* _Task data_:
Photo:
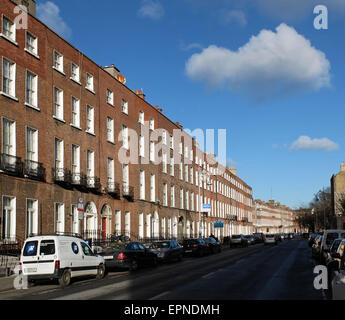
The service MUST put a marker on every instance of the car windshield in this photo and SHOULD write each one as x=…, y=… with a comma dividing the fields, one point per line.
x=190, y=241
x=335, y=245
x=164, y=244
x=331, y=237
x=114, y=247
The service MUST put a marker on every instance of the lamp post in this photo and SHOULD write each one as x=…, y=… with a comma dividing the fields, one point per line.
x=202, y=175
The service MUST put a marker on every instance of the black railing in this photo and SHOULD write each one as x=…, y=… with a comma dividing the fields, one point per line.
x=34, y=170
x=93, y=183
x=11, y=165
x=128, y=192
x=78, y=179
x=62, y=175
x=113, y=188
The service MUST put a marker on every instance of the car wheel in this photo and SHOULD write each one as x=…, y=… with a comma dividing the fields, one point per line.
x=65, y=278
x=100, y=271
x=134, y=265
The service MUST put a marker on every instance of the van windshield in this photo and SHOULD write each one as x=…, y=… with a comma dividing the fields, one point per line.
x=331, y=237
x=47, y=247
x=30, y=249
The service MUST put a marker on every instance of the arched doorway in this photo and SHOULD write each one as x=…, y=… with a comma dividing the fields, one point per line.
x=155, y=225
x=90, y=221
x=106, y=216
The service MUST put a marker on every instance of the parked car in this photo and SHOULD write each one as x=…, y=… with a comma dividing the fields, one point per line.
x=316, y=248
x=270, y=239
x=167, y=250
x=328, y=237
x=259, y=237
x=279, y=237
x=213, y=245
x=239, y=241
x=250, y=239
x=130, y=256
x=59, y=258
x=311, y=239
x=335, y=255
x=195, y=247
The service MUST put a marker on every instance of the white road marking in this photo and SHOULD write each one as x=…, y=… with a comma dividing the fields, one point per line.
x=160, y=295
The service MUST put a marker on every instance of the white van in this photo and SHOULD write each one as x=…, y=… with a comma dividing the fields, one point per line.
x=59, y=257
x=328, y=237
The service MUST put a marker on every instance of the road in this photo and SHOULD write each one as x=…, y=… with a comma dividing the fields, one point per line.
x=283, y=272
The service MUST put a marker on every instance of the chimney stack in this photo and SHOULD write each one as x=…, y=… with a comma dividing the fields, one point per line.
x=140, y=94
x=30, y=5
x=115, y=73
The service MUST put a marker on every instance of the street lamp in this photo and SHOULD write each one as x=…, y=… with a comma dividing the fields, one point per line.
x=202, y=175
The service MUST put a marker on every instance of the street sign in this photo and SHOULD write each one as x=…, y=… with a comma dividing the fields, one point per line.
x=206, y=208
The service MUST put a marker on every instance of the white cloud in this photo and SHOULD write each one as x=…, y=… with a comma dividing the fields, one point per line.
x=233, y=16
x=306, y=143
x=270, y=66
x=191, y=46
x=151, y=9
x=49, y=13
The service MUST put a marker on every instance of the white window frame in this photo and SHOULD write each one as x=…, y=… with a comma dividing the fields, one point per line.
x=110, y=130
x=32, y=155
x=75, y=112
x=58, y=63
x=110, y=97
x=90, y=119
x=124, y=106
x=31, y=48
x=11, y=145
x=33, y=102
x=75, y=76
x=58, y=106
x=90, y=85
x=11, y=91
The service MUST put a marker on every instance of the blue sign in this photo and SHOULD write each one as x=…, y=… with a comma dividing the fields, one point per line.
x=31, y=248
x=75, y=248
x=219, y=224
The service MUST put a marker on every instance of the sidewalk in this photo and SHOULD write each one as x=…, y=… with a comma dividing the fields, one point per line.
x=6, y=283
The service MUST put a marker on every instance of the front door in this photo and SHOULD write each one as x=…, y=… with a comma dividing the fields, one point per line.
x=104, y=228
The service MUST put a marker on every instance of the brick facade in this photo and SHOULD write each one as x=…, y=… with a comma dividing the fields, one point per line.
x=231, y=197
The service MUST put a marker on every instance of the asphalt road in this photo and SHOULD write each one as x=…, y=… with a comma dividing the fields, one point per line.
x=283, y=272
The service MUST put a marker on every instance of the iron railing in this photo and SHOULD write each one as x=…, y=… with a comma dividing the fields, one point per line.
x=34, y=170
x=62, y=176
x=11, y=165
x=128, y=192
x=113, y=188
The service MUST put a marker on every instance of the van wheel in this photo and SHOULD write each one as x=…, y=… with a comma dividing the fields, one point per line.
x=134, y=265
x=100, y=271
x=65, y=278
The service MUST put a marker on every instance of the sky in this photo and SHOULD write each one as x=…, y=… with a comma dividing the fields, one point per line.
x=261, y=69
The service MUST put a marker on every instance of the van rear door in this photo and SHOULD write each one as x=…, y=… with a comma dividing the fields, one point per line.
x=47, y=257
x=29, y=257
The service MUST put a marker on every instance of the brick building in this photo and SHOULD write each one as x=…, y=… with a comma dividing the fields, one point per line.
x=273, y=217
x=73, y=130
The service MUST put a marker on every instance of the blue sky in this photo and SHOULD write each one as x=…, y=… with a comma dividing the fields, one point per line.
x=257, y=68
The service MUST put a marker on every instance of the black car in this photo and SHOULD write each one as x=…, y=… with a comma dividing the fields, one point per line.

* _Assignment_: In your output, repeat the listing above exactly and include none of the pictures.

* _Exercise result_:
Photo:
The service MUST put a marker on every instance of the car windshield in this photo and SHOULD write each one as x=…, y=… with a comma dividing the fields, one point per line.
x=190, y=241
x=335, y=245
x=164, y=244
x=331, y=237
x=114, y=247
The service MUST put a marker on every instance of the lamp post in this photo and SHOULD write each one as x=…, y=… with a comma dividing the fields, one point per line.
x=202, y=175
The service MUST put a marker on every instance of the black railing in this photo and SHOULD write each one as x=…, y=… with a comma dividing the fields, one point per line.
x=34, y=170
x=93, y=183
x=11, y=165
x=128, y=192
x=78, y=179
x=62, y=175
x=113, y=188
The service MUST put a marker on every instance of the car wheel in this photo and SHOULD write each one as x=…, y=… with a comma dividing the fields, one point per line.
x=65, y=278
x=100, y=271
x=134, y=265
The service MUST put a marker on every instance of the van windshield in this photo and SHOULD write each one as x=…, y=… with a comma dividing the fields, one point per line.
x=331, y=237
x=47, y=247
x=30, y=249
The service MUST put a marker on every instance of the arched doorway in this photo and SHOULD write each one as x=…, y=… with a comma dividing the fields, one point per line.
x=155, y=225
x=90, y=221
x=106, y=216
The service MUST put a marker on every instance of the parked car in this photo and SHOULD write each one as x=…, y=… with a comma dividing the fields, one point per line.
x=316, y=248
x=270, y=239
x=167, y=250
x=328, y=237
x=259, y=237
x=279, y=237
x=213, y=245
x=239, y=241
x=250, y=239
x=130, y=256
x=59, y=258
x=311, y=239
x=335, y=255
x=195, y=247
The service MUST put a marker on every instance of the white road marking in this photo and SHOULD write each one as x=…, y=… with a comma dividing the fields, one point per line.
x=160, y=295
The service MUST put a marker on every instance of the white van in this photo and SHOULD write each one as x=…, y=… with a comma dividing the fields, one point per line.
x=59, y=257
x=328, y=237
The service MUST put a marker on every instance of the road in this photo and SHOULD write each one as x=…, y=… with a comma dividing the fields, one point per line.
x=283, y=272
The service MUST put a marker on every instance of the chimney stack in this photo and SHOULD write each one as x=…, y=… with a comma dividing the fields, one point per line.
x=140, y=94
x=30, y=5
x=115, y=73
The service MUST put a marker on every instance of the street lamp in this photo and SHOULD write each one as x=…, y=… with a comma dividing the fields, one point per line.
x=202, y=175
The service MUST put a marker on every instance of the street sign in this photo and SHOULD write each one as x=…, y=… with a comma dividing the fields, one point per line.
x=206, y=208
The service MUST put a marker on every instance of the white cloud in this photo and SHOULD write each one as x=…, y=… with a comma dividing the fields, one point per line.
x=233, y=16
x=306, y=143
x=270, y=66
x=191, y=46
x=151, y=9
x=49, y=13
The service MUST put a marker on every instance of the white window frame in this photo and SHOULD write each one as x=…, y=… with a comma dividing the fields, one point per line.
x=110, y=130
x=32, y=155
x=75, y=112
x=58, y=63
x=110, y=97
x=90, y=119
x=124, y=106
x=31, y=48
x=11, y=145
x=33, y=102
x=75, y=76
x=58, y=106
x=90, y=85
x=11, y=91
The service MUST put a marker on every instance of the blue sign in this photo and SHOULD write each one as x=…, y=… with a comma dividing the fields, one point per line.
x=31, y=248
x=75, y=248
x=219, y=224
The service MUST put a marker on every instance of the sidewalk in this photo and SHOULD write each one as x=…, y=… with a comma dividing the fields, one point per line.
x=6, y=283
The service MUST put a marker on every instance of the front door in this photo and SHOULD write each one as x=…, y=… with a comma dividing the fields, one point per line.
x=104, y=228
The service MUST put a marker on every instance of the brick facade in this photo and SHOULD write each one as x=…, y=… with a comma dividing the fields, one point per line.
x=231, y=197
The service MUST put a marker on every instance of the asphalt road in this photo and SHOULD write each one as x=…, y=… with a comma dividing the fields, one point per line.
x=283, y=272
The service MUST put a marker on every instance of the iron railing in this photo and SHOULD write each one as x=…, y=… with a comma dividing the fields, one point per line.
x=34, y=170
x=62, y=176
x=11, y=165
x=128, y=192
x=113, y=188
The service MUST put a marker on every instance of the van wheel in this photo and SHOULD write each one as x=…, y=… with a comma dividing the fields, one point per line.
x=134, y=265
x=100, y=271
x=65, y=278
The service MUST put a marker on every instance of the sky in this photo and SHOULD write each one as x=…, y=… with a comma dividing the fields, one point per line.
x=261, y=69
The service MUST put a marker on every instance of the van rear door in this photo and SHOULD write each one as x=…, y=… with a comma dividing the fields, one point per line.
x=47, y=257
x=29, y=257
The service MUST put a marker on every instance of the brick building in this photo and SHOULD write each one as x=…, y=… with a comma dividing the fields, one point per line.
x=273, y=217
x=73, y=130
The service MUST put a marker on every instance of the blue sky in this photo and SHOULD write each one as x=…, y=… with a comma dividing the fields, one point per line.
x=257, y=68
The service MUST put a marker on every instance of the black car in this photo and SHOULD write each one as x=…, y=… with a comma dividing the fields, one point per line.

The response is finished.